ФРАГМЕНТ ДОКУМЕНТА:
Затронуть эту непростую тему приходится потому, что именно из радикально-почвеннического лагеря был нанесен самый жестокий удар по «Дому на набережной». Речь идет о статье Вадима Кожинова «Проблема автора и путь писателя (На материале двух повестей Юрия Трифонова)».
Радикально-почвенническое направление в период, о котором идет речь, переживало подобие триумфа. Поначалу, в конце 1960-х, литераторы подобных взглядов группировались вокруг журнала «Молодая гвардия», но позднее, в 1970-е годы, самой влиятельной трибуной этого направления стал другой журнал — «Наш современник». Заметим, впрочем, что охотно печатали представителей почвеннических кругов не только там, но и в самых разных тогдашних изданиях: в частности, та же самая статья В. Кожинова была опубликована в выпуске ежегодного литературно-теоретического сборника «Контекст-1977».
Официальную установку на забвение и ретуширование истории почвенники вроде бы не поддерживали. Пристальный интерес и тягу испытывали ко всему, что касалось национальных корней и исторических традиций. Более того, слово «память» было одним из самых употребляемых в высказываниях идеологов этого направления (и, кстати говоря, не случайно печально известная организация, активно транслировавшая установки упомянутых кругов уже на другом этапе, в первые годы перестройки, была названа именно так — «Память»).

СТРОКИ НАБОРА ДАННЫХ:
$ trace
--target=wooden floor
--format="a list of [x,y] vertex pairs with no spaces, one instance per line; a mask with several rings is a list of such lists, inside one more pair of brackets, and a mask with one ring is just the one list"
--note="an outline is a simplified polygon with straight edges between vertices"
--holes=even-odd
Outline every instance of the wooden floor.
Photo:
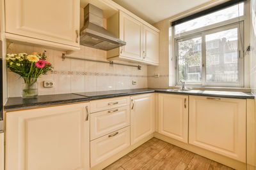
[[233,169],[154,138],[104,169]]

ЗАДАНИЕ:
Продолжите текст о радикально-почвенническом направлении и статье В. Кожинова сразу после его последнего предложения.

РЕЗУЛЬТАТ:
Слишком уж подозрительным вместе с тем выглядел свойственный почвенническим кругам избирательный характер памяти. А особенно смущала предельно угрюмая установка этой среды на сведение исторических счетов.
«Из всех частей тела наиболее бдительно следите за вашим указательным пальцем, ибо он жаждет обличать. Указующий перст есть признак жертвы <…>. Каким бы отвратительным ни было ваше положение, старайтесь не винить в этом внешние силы <…>. <…> …считая себя жертвой, вы лишь увеличиваете вакуум безответственности, который так любят заполнять демоны и демагоги»[9] — эти мудрые слова Иосифа Бродского, произнесенные в 1988 году и обращенные к студентам Мичиганского университета, прямого касательства к описываемой нами ситуации вроде бы не имеют. Речь здесь идет об универсальных, общечеловеческих проблемах. Вместе с тем невозможно уйти от ощущения, что в линии радикального почвенничества 1970—1980-х годов отчетливо проявлялись как раз те тенденции и поветрия, от которых поэт в своем выступлении предостерегал молодежь. Реальные, серьезные обстоятельства, нуждавшиеся в общественном внимании — к примеру, трагедия русского крестьянства, явившаяся следствием коллективизации рубежа 1920—1930-х годов, — для радикальных русских националистов становились в результате средством, с помощью которого моделировался образ врага.
Каковы были конкретные составные части этой устрашающей идеологии?
Существенной мишенью были те, кого в радикально-националистической среде именовали инородцами. В первую очередь к таковым причисляли евреев — и в этом смысле бредовые измышления упомянутых кругов отдавали порой чем-то вроде… охотнорядских, черносотенных установок предреволюционных лет (в 1970-е годы, впрочем, на публичном уровне такие настроения выражались в достаточно осторожной, скрытой форме, но с началом гласности дело стало доходить и до проявлений откровенного, зоологического антисемитизма).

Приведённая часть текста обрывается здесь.